Repeat the records exactly, minus the pictures.

# EXTRACTED DATA
"""
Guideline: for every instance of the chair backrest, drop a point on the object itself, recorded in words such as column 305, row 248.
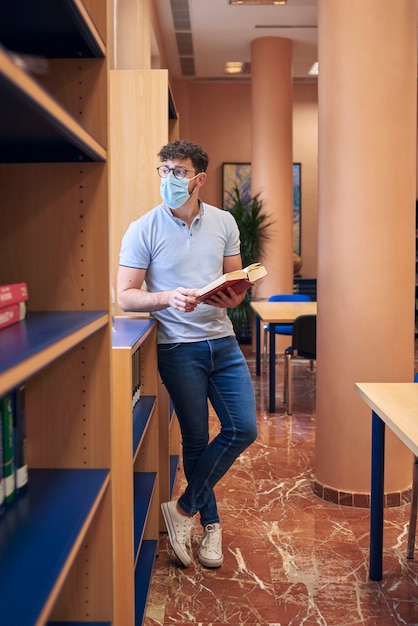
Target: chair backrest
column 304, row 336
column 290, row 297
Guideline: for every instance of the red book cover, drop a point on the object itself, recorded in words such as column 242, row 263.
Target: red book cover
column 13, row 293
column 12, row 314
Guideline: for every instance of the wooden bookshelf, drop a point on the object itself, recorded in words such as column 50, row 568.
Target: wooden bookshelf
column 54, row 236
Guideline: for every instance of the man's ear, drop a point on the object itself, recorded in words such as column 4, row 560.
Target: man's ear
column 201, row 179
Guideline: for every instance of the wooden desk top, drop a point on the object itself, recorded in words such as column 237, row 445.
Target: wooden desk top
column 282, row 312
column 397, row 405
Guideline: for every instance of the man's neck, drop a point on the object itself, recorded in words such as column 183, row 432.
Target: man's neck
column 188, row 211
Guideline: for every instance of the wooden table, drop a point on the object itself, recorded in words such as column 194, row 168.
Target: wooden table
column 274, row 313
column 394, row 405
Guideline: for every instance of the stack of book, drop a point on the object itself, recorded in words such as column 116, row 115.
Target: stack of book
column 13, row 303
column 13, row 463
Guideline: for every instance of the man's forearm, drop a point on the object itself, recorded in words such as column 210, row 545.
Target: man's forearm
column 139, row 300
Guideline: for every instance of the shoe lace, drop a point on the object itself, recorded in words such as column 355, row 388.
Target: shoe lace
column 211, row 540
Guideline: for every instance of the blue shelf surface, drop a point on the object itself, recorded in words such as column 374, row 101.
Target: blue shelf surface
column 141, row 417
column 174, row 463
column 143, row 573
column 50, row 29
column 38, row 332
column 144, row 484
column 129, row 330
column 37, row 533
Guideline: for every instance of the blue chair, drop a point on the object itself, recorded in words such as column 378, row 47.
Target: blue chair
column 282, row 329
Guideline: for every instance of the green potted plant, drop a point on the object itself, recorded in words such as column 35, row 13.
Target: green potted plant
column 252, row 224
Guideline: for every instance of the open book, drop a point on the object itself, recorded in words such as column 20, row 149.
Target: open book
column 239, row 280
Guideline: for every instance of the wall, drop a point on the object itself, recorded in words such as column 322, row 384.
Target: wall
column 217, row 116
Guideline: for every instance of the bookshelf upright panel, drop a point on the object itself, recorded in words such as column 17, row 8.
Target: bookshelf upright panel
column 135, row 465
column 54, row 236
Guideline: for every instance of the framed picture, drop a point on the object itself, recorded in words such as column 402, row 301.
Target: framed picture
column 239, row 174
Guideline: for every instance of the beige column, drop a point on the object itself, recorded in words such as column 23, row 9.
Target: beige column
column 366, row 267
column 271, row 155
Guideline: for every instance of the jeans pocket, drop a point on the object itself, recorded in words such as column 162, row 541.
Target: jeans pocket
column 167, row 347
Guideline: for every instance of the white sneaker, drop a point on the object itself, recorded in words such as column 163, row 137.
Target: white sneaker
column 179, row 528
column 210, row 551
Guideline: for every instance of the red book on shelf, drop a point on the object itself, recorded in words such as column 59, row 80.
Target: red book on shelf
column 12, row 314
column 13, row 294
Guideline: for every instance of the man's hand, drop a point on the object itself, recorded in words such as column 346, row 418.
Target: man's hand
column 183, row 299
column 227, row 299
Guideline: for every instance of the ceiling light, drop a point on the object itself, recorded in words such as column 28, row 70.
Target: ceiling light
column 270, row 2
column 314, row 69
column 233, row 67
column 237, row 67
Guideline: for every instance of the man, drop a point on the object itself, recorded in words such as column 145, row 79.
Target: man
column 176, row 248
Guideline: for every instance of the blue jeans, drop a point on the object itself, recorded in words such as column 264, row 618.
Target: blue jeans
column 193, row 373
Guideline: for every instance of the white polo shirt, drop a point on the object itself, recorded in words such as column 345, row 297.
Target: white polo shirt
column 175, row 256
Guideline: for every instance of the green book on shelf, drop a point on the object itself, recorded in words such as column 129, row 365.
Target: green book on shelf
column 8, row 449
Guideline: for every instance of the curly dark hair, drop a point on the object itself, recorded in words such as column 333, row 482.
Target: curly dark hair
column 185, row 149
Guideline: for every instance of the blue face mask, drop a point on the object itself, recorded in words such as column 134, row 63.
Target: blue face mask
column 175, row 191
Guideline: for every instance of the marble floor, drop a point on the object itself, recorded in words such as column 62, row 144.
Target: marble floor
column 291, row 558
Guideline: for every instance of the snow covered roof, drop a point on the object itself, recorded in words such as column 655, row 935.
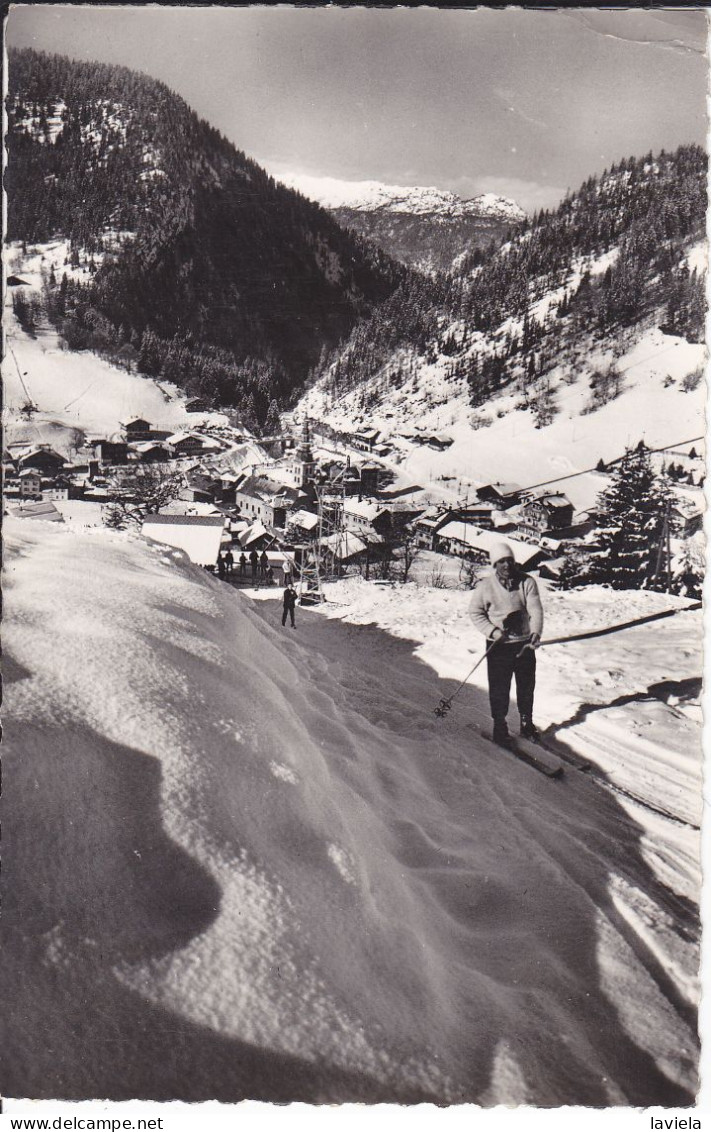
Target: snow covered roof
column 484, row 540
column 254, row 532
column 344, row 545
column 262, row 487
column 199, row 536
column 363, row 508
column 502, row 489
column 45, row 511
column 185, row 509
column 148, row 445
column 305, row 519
"""
# TASK OUTPUT
Guideline: for every instance of the chair backrest, drop a point on the object itself, recorded in words such as column 305, row 248.
Target: chair backrest
column 304, row 336
column 290, row 297
Guideline: for every instance of the red book cover, drop a point on the object itself, recorded in words such as column 242, row 263.
Target: red book cover
column 13, row 293
column 12, row 314
Guideline: for every instance of the wooden bookshelf, drop a point on the object itself, recorded in words such as column 50, row 568.
Target: wooden bookshelf
column 54, row 236
Guideline: for every instance of the man's ear, drop a point on the object itself, recorded in words such as column 4, row 560.
Target: man's ear
column 201, row 179
Guideline: for every instance of the wooden desk top, drop a point on the object itself, recorded in words such as column 237, row 445.
Target: wooden desk top
column 282, row 312
column 397, row 405
Guideline: for every instance of the man's neck, drop a point on the object itself, recorded in words such as column 183, row 432.
Target: man's neck
column 188, row 211
Guideline: for every instance of the wooden table, drop a point on the object itself, recorded in words such as column 194, row 168.
Target: wooden table
column 274, row 313
column 394, row 405
Guideline: for every instance of the stack of book, drop a point on the object itself, recorded in words such as column 116, row 115.
Target: stack of book
column 13, row 303
column 13, row 463
Guideline: for every instance of the man's forearm, drop a point on the object itself, recorded in words such as column 210, row 545.
Target: man's forearm
column 139, row 300
Guideline: for every instance of the shoe lace, drop a point on the object itself, recorded in words such as column 355, row 388.
Target: shoe lace
column 211, row 540
Guideline: for every instance of the blue shelf surface, drop a point on the object itself, recorded in words such as column 374, row 101.
Target: blue shelf surface
column 141, row 417
column 174, row 463
column 143, row 573
column 50, row 29
column 38, row 332
column 144, row 484
column 129, row 330
column 37, row 533
Guideline: for every instance of the blue chair, drop a point on the object itself, recorded in words such as column 378, row 47.
Target: blue chair
column 282, row 329
Guideline: for every instance of the green potted plant, drop a point on the object itself, recorded in words such as column 35, row 13.
Target: green potted plant
column 252, row 224
Guideline: for every instance of the open book, drop a point on the object itself, recorded in words such as column 20, row 149.
Target: open book
column 239, row 280
Guideline: for every instance of the wall, drop a point on the object itself, recorded in words such as column 322, row 384.
Target: wall
column 217, row 116
Guideline: for every instance of the bookshelf upright panel, drop a point on the object itself, recorded in words such as column 17, row 8.
Target: bookshelf upright panel
column 135, row 465
column 54, row 236
Guideline: for every instance of the framed picture, drop a point on the object itself, recorded in words such as column 402, row 301.
Target: framed picture
column 239, row 174
Guideline: for every instance of the beige column, drop a point on the object itself, recorded in words such as column 23, row 9.
Target: beige column
column 366, row 267
column 271, row 155
Guideline: for every instance of the jeans pocket, drop a point on the object itself, recorded in words such as column 162, row 541.
Target: jeans pocket
column 167, row 347
Guideline: for every instance of the white sneaker, drop a point on the object itself, recorded in words such as column 163, row 137.
Target: white sneaker
column 179, row 528
column 210, row 551
Guideline: for every instance of the red book on shelf, drop a point on the object itself, recorded in words such as column 59, row 80.
Target: red book on shelf
column 12, row 314
column 13, row 294
Guideline: for every instance of the man's hand, drop a point on the object itself, recorded in words such as column 346, row 418.
Target: man's hand
column 183, row 299
column 227, row 299
Guideline: for every instance of the ceiling light, drop a point on the object itself, recorded in words such as column 28, row 70.
Target: ceiling light
column 270, row 2
column 314, row 69
column 233, row 67
column 237, row 67
Guideline: for every instance of the man, drop a point on the object itself, recorded in words such as column 145, row 79.
Target: man
column 176, row 248
Guideline: for every instance of the blue jeans, drop a point on the object itself, recorded in words such as column 264, row 618.
Target: blue jeans
column 193, row 373
Guideline: for every instance of the white polo shirt, drop a point on the object itself, recorded in words such as column 345, row 297.
Target: white polo shirt
column 175, row 256
Guideline: for every instance of the green book on shelf, drop a point on the object itself, recorded in words such as column 129, row 365.
Target: green book on shelf
column 8, row 449
Guideline: for every instance of the curly dark hair, drop a point on the object itself, recorded in words such as column 333, row 482.
Target: curly dark hair
column 185, row 149
Guideline: for every instance of the blue face mask, drop a point on the object itself, recorded in words such as column 134, row 63.
Target: blue face mask
column 175, row 191
Guideline: for every instance of the marble floor, drop a point on the object itself, recorded in words such as column 62, row 144.
Target: marble floor
column 291, row 558
Guideline: for every instance of the snow covered roof, drop a point on the object itself, recorded in words such as column 655, row 935.
Target: snow covered roof
column 484, row 540
column 254, row 532
column 344, row 545
column 262, row 487
column 199, row 536
column 363, row 508
column 502, row 489
column 45, row 511
column 185, row 509
column 148, row 445
column 305, row 519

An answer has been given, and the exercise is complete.